**REQUEST 1:**
Report each row of the data entries below that contains the word "towel".

**TEXT EXCERPT:**
******

Oregon City returns to original Main Street configuration
by: city of oregon city A photo circa 1950 taken at the corner of Seventh and Main streets faces north and shows two-way traffic.

Oregon City's Main Street went back in time at the end of November, when it was converted from one-way to two-way traffic.

At 4:30 p.m. on Tuesday, Nov. 29, after a hiatus since the early 1990s, the street opened to two-way traffic. New paint includes a yellow striped centerline and white directional arrows.

Downtown business owners like how moving from angled to parallel parking made storefronts much more visible.

'Two way is more customer friendly and provides better access to our side streets,' said Lloyd Purdy, downtown manager.

Oregon City received the kudos of a National Trust of Historic Preservation article last week saying that one-way streets are efficient, but they are not easy to navigate, especially for tourists and infrequent customers. The story went on to say that conversion could attract private investment.

The work was originally scheduled for the middle of November, but rainy and cold weather delayed the project. Unseasonably nice weather last week provided optimal conditions for restriping of dry pavement at temperatures of 45 degrees or higher.

Main Street parking spaces without meters between Sixth and Ninth streets will provide what Purdy calls 'a parking holiday for the holiday season,' but officers will continue to enforce the two-hour rule. Erik Wahrgren, a city project engineer, expects that kiosks allowing payment by credit card will arrive in January or February.

Canby Excavating is completing its $800,000 bid to get two-way going and revitalize the intersection of 10th and Main with access for people riding bikes. 'We're wrapping things up, and we've gotten a lot of positive feedback,' Wahrgren said.

Nutter Corp. will begin in January on a $1.75 million project to install new street lamps, traffic lights, curbs, crosswalks, utility lines and sidewalks between Fifth and 10th streets. Wallace Engineering is managing both projects.

The projects are on schedule to finish in October 2012, when the Arch Bridge is promised to reopen for traffic. Susan Hanson, community affairs coordinator for the Oregon Department of Transportation, noted crews have been working long hours to meet this goal.

Hanson clarified, however, that continued construction may force partial closures of the bridge through the 2012 holiday season and into 2013.

******

**Data entries:**

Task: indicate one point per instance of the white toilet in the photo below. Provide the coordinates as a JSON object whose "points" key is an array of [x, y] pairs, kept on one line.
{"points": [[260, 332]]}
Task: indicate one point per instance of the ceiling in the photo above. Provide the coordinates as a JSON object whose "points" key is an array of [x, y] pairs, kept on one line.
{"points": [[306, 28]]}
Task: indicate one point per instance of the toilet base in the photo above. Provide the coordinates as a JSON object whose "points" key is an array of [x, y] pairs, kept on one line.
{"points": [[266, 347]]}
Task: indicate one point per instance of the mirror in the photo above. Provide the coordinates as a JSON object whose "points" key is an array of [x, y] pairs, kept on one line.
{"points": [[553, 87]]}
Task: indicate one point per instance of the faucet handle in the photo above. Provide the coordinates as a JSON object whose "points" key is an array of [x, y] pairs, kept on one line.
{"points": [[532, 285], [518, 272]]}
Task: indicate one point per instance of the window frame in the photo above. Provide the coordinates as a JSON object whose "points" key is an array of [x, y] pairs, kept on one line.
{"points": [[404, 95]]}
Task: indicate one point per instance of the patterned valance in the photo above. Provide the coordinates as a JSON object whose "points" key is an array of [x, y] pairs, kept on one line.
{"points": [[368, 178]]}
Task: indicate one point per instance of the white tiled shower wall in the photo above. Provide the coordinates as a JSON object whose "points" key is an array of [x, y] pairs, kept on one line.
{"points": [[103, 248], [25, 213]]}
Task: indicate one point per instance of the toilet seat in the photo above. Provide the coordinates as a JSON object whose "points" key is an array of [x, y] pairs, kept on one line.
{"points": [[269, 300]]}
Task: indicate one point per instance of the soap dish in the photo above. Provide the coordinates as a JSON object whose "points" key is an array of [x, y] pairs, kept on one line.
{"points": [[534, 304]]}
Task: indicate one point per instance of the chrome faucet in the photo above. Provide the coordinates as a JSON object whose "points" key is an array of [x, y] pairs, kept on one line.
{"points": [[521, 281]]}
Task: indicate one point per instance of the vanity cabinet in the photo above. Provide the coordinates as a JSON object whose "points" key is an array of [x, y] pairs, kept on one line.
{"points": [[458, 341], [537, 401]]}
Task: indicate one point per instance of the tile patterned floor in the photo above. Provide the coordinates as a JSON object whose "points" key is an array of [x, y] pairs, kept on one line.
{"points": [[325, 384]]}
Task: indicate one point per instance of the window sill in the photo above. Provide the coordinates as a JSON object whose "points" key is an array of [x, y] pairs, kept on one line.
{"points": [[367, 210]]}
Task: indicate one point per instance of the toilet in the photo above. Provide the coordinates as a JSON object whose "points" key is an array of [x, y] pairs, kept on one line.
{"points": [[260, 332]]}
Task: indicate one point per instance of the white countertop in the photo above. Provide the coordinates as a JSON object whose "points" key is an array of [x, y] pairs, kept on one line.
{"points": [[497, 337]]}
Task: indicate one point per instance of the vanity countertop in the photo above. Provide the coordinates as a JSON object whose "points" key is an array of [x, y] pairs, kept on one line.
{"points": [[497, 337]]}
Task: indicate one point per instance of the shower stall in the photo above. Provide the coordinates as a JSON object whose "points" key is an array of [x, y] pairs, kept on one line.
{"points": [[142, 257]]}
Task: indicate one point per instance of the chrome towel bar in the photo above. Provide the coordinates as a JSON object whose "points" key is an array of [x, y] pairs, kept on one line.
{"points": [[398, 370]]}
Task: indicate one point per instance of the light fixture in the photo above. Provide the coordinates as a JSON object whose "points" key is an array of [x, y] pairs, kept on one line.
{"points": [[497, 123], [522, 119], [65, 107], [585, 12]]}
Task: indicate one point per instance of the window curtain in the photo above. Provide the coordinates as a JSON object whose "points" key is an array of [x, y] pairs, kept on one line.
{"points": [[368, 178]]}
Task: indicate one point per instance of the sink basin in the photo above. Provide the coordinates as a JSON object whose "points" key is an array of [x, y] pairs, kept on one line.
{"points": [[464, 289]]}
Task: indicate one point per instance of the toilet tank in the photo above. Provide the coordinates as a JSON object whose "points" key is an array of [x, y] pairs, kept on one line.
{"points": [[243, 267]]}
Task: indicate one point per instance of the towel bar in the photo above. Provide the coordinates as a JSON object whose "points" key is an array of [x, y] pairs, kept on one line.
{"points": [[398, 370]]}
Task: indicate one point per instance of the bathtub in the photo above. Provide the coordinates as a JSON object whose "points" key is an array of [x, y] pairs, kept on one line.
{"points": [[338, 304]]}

******

**REQUEST 2:**
Echo, word for word, the part of the Main Street article above that runs from "Canby Excavating is" up to and including "managing both projects.".

**SOLUTION 1:**
Task: indicate one point per instance of the chrome towel bar in the photo above. Provide the coordinates as a JSON object whose "points" key is an array of [x, y] pairs, kept on one line.
Task: indicate one point per instance of the towel bar in the photo above. Provide the coordinates as a JSON object whose "points" key is an array of [x, y] pairs, kept on one line.

**SOLUTION 2:**
Canby Excavating is completing its $800,000 bid to get two-way going and revitalize the intersection of 10th and Main with access for people riding bikes. 'We're wrapping things up, and we've gotten a lot of positive feedback,' Wahrgren said.

Nutter Corp. will begin in January on a $1.75 million project to install new street lamps, traffic lights, curbs, crosswalks, utility lines and sidewalks between Fifth and 10th streets. Wallace Engineering is managing both projects.